Copy out every line of the data from the line containing "of the main" down to the line containing "<point>85,241</point>", both ends included and nothing else. Shift each answer coordinate by adding 43 to it, and leave all other text unchanged.

### EXCERPTED RECORDS
################

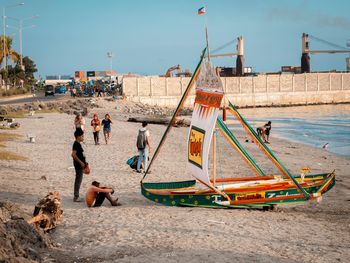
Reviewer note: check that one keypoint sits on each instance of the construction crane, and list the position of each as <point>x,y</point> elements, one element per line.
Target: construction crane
<point>168,73</point>
<point>305,58</point>
<point>239,54</point>
<point>179,73</point>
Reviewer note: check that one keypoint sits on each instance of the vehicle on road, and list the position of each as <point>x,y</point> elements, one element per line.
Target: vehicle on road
<point>61,89</point>
<point>49,90</point>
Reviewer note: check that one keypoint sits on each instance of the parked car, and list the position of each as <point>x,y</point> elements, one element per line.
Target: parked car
<point>49,90</point>
<point>61,89</point>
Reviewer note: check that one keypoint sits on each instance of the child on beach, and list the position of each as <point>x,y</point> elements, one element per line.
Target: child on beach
<point>106,122</point>
<point>96,194</point>
<point>79,162</point>
<point>79,122</point>
<point>96,123</point>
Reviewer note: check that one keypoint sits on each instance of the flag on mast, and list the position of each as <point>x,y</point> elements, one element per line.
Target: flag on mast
<point>201,10</point>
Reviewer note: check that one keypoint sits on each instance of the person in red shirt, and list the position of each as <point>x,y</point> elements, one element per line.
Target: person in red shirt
<point>96,194</point>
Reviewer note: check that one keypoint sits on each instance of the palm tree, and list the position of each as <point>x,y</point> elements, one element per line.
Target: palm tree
<point>9,52</point>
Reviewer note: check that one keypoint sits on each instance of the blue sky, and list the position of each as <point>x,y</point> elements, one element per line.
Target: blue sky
<point>148,37</point>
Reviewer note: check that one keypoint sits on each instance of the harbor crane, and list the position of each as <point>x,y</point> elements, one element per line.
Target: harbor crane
<point>305,58</point>
<point>239,54</point>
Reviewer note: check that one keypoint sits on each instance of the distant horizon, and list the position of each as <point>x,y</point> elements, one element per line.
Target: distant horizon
<point>148,37</point>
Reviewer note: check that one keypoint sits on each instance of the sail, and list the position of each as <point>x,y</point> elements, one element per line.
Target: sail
<point>209,94</point>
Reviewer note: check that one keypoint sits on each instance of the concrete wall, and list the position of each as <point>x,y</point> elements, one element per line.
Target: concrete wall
<point>261,90</point>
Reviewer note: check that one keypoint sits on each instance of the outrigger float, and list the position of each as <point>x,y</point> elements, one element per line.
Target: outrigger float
<point>261,190</point>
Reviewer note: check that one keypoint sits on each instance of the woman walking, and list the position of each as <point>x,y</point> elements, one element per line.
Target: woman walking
<point>106,122</point>
<point>79,122</point>
<point>96,123</point>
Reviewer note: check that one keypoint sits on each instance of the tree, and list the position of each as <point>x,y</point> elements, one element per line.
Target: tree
<point>29,70</point>
<point>9,52</point>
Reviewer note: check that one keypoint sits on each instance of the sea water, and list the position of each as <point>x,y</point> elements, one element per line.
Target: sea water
<point>329,130</point>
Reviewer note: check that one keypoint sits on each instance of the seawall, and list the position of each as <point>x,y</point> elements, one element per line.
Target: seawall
<point>261,90</point>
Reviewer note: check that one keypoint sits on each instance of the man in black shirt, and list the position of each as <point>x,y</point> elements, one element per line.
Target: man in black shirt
<point>78,161</point>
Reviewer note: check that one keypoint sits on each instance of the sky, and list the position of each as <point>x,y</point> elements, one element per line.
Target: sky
<point>149,36</point>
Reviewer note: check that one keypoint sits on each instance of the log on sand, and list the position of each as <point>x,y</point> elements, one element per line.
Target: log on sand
<point>47,212</point>
<point>179,122</point>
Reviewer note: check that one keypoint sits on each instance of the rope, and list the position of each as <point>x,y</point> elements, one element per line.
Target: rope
<point>263,146</point>
<point>177,111</point>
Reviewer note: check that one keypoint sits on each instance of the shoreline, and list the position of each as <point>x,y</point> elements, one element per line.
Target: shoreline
<point>141,230</point>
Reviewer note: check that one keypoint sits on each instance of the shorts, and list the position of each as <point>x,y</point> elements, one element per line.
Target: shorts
<point>99,199</point>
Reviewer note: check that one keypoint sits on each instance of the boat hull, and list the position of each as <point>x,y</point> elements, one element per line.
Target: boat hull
<point>261,194</point>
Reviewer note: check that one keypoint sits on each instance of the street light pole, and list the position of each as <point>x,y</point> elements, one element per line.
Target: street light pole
<point>20,29</point>
<point>110,56</point>
<point>4,29</point>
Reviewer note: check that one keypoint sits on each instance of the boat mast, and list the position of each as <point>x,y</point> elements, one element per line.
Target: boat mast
<point>214,157</point>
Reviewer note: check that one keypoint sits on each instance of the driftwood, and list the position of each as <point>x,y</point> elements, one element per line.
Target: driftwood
<point>161,120</point>
<point>47,212</point>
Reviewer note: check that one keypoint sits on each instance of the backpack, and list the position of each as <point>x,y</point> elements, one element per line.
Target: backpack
<point>141,140</point>
<point>132,162</point>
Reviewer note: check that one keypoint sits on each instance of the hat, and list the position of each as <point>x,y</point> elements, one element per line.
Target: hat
<point>78,132</point>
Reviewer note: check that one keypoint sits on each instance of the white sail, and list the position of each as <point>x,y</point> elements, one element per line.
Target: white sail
<point>209,94</point>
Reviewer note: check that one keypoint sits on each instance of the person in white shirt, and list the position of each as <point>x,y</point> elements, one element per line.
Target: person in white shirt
<point>143,146</point>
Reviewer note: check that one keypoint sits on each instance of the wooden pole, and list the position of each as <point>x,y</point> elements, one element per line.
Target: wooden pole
<point>214,157</point>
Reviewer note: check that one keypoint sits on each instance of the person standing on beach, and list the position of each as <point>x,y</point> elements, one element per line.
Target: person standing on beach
<point>106,122</point>
<point>96,194</point>
<point>267,128</point>
<point>264,132</point>
<point>79,122</point>
<point>96,123</point>
<point>79,162</point>
<point>143,146</point>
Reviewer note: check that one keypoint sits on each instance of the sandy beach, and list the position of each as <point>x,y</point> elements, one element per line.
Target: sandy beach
<point>142,231</point>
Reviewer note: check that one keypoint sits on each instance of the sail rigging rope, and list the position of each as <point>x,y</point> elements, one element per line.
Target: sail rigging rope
<point>177,111</point>
<point>265,149</point>
<point>238,147</point>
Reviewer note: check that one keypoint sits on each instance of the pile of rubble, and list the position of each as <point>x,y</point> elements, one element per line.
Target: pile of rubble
<point>68,106</point>
<point>19,241</point>
<point>144,109</point>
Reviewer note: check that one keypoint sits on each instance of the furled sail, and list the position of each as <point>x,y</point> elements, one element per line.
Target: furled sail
<point>209,94</point>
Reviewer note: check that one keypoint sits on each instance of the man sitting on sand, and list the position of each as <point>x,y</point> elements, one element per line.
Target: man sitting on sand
<point>96,194</point>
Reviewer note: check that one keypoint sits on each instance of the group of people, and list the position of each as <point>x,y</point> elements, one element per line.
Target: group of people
<point>96,194</point>
<point>96,123</point>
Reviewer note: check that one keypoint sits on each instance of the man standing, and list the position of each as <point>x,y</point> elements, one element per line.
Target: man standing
<point>144,147</point>
<point>78,161</point>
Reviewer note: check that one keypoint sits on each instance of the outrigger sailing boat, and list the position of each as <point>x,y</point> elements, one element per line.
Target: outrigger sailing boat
<point>261,190</point>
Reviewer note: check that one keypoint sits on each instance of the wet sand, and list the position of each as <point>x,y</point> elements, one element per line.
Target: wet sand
<point>142,231</point>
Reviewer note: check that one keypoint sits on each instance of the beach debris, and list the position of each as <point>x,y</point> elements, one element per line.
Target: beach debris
<point>20,242</point>
<point>216,222</point>
<point>15,125</point>
<point>31,138</point>
<point>47,212</point>
<point>178,122</point>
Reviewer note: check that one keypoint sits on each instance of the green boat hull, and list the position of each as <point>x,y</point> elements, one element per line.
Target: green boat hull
<point>212,199</point>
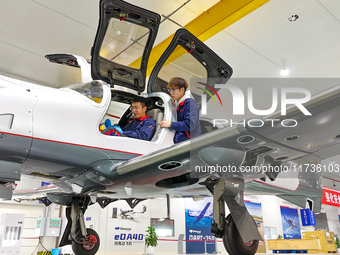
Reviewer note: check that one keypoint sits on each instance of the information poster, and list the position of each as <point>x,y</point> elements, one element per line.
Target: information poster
<point>198,216</point>
<point>290,223</point>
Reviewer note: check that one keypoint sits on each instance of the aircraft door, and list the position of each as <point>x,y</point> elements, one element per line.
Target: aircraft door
<point>189,58</point>
<point>123,43</point>
<point>15,129</point>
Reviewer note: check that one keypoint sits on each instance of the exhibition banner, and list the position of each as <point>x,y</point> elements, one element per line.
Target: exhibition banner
<point>290,223</point>
<point>307,217</point>
<point>331,197</point>
<point>198,216</point>
<point>255,210</point>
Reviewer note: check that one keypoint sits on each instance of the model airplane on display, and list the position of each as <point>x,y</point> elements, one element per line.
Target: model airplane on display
<point>290,223</point>
<point>201,214</point>
<point>54,134</point>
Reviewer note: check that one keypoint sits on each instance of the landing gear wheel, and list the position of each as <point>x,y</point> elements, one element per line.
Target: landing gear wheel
<point>233,242</point>
<point>86,247</point>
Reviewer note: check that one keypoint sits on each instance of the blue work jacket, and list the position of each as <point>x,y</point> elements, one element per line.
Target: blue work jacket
<point>143,128</point>
<point>187,125</point>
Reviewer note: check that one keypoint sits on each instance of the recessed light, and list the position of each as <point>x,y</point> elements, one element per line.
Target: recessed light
<point>293,17</point>
<point>284,71</point>
<point>292,138</point>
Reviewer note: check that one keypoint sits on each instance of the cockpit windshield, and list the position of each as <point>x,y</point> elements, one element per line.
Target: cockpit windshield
<point>92,90</point>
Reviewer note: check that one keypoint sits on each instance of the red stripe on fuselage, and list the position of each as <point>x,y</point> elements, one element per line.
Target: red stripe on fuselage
<point>74,144</point>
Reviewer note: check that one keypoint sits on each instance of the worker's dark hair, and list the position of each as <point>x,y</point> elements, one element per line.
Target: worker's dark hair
<point>178,82</point>
<point>143,101</point>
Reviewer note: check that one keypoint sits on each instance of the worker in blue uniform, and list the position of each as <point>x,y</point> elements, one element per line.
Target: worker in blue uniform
<point>187,125</point>
<point>141,127</point>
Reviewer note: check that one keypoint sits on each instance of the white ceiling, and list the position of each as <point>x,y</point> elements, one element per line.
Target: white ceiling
<point>258,45</point>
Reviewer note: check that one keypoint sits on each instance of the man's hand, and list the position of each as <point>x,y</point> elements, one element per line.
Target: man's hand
<point>165,123</point>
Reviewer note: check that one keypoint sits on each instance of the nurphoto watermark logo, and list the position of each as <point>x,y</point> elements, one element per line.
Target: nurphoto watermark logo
<point>247,99</point>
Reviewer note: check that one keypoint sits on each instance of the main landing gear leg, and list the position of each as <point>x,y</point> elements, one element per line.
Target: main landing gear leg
<point>239,219</point>
<point>85,241</point>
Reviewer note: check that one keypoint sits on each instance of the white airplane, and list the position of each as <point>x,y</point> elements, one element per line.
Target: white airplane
<point>54,134</point>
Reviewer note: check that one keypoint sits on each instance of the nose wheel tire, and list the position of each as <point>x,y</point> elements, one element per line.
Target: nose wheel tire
<point>233,242</point>
<point>86,246</point>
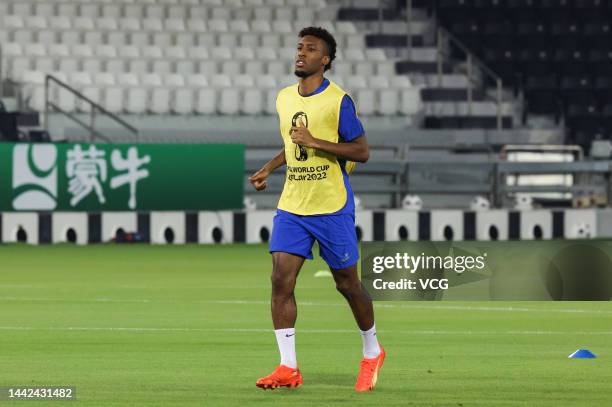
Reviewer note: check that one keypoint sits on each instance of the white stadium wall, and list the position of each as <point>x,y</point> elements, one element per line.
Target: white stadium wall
<point>256,226</point>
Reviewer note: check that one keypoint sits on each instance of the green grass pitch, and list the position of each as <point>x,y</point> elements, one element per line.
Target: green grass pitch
<point>190,325</point>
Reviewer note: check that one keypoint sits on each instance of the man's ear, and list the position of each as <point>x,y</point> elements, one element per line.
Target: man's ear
<point>326,60</point>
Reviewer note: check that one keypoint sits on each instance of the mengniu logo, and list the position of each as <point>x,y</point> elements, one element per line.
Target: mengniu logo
<point>301,153</point>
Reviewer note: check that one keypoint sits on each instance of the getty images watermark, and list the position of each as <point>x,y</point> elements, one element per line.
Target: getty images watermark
<point>516,270</point>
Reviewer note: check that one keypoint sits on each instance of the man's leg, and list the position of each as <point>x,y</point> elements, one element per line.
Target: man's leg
<point>285,269</point>
<point>349,285</point>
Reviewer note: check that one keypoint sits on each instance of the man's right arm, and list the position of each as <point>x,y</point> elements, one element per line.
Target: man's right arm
<point>258,179</point>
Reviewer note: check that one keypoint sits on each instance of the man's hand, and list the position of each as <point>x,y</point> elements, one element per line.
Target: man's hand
<point>301,135</point>
<point>258,179</point>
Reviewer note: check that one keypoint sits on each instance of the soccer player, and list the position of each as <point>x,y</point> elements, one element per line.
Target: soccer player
<point>323,138</point>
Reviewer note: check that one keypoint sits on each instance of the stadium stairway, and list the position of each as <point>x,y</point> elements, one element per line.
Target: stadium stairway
<point>445,98</point>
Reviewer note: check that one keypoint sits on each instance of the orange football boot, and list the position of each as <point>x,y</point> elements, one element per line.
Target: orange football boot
<point>282,376</point>
<point>368,372</point>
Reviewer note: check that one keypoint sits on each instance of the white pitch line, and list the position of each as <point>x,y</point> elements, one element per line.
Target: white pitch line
<point>306,331</point>
<point>411,305</point>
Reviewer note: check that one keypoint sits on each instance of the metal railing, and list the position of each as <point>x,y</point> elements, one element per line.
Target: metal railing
<point>1,73</point>
<point>94,110</point>
<point>473,63</point>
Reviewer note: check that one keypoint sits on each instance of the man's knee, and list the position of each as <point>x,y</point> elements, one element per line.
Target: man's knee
<point>347,286</point>
<point>281,281</point>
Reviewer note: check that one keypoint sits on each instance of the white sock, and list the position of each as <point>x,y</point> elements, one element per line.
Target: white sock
<point>370,343</point>
<point>286,345</point>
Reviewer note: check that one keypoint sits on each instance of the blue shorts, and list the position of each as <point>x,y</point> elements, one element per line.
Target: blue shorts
<point>336,235</point>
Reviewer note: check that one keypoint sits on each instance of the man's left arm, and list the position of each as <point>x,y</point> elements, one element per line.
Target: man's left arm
<point>355,147</point>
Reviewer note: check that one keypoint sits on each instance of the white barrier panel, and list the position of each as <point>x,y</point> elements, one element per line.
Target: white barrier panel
<point>168,227</point>
<point>401,225</point>
<point>536,224</point>
<point>446,225</point>
<point>69,227</point>
<point>14,224</point>
<point>113,221</point>
<point>492,225</point>
<point>216,227</point>
<point>259,226</point>
<point>364,224</point>
<point>604,223</point>
<point>580,223</point>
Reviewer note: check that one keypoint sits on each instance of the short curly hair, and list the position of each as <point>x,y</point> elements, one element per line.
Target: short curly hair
<point>324,35</point>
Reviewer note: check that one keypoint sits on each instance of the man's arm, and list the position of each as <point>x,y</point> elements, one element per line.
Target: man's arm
<point>355,150</point>
<point>258,179</point>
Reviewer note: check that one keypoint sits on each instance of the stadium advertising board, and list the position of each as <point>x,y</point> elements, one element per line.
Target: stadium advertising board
<point>120,177</point>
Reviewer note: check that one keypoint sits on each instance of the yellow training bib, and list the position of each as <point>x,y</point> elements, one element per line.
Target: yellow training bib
<point>314,183</point>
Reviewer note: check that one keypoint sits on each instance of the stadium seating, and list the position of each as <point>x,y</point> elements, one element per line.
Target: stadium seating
<point>237,41</point>
<point>559,52</point>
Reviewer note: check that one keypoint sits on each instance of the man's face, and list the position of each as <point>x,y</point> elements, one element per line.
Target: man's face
<point>311,56</point>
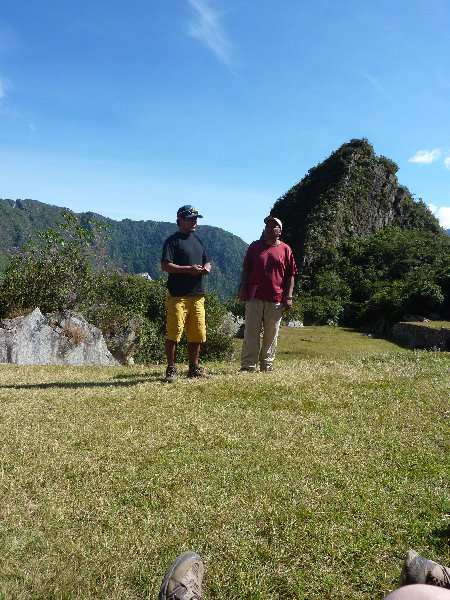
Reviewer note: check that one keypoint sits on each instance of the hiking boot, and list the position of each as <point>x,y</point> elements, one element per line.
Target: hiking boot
<point>197,371</point>
<point>417,569</point>
<point>171,374</point>
<point>183,580</point>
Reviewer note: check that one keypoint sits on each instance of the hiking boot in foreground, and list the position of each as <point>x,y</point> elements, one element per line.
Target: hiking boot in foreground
<point>197,371</point>
<point>171,374</point>
<point>417,569</point>
<point>183,580</point>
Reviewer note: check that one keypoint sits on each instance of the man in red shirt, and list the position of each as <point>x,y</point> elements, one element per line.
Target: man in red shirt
<point>267,283</point>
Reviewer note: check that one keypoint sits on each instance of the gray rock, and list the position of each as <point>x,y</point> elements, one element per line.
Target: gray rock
<point>57,339</point>
<point>230,325</point>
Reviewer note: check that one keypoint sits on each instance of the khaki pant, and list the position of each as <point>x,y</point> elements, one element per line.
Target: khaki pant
<point>257,314</point>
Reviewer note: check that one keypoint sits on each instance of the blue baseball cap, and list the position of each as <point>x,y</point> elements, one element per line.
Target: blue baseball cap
<point>188,212</point>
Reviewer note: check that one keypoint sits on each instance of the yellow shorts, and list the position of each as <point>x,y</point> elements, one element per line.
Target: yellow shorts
<point>189,312</point>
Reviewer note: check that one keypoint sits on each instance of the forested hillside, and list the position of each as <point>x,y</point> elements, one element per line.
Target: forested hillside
<point>134,246</point>
<point>367,251</point>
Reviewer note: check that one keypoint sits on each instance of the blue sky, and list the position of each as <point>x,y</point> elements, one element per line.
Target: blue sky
<point>131,108</point>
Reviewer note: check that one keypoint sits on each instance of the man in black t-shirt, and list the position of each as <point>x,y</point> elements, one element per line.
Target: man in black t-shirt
<point>186,260</point>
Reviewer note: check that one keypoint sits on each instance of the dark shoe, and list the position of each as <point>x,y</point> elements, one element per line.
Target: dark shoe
<point>183,580</point>
<point>171,374</point>
<point>197,371</point>
<point>417,569</point>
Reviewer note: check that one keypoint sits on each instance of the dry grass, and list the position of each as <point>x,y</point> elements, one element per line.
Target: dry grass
<point>310,482</point>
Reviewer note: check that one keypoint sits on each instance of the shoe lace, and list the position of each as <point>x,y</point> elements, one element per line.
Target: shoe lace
<point>179,594</point>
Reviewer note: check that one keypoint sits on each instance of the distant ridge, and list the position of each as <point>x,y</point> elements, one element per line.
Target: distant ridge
<point>351,193</point>
<point>366,250</point>
<point>135,246</point>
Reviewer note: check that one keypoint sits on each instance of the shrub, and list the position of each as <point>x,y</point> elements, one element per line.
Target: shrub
<point>55,274</point>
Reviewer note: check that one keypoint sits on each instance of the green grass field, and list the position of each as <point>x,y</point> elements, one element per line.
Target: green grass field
<point>310,482</point>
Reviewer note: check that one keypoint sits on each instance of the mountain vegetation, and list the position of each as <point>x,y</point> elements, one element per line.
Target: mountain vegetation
<point>133,246</point>
<point>366,250</point>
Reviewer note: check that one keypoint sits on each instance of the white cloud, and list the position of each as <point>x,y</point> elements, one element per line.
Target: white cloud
<point>443,214</point>
<point>426,156</point>
<point>206,28</point>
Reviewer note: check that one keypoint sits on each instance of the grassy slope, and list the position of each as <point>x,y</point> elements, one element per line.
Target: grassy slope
<point>310,482</point>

################

### TASK OUTPUT
Reviewer note: check that one keypoint sits on each instance of the main landing gear leg, and list the position of each as <point>x,y</point> elements, one element per line.
Target: main landing gear leg
<point>282,262</point>
<point>128,284</point>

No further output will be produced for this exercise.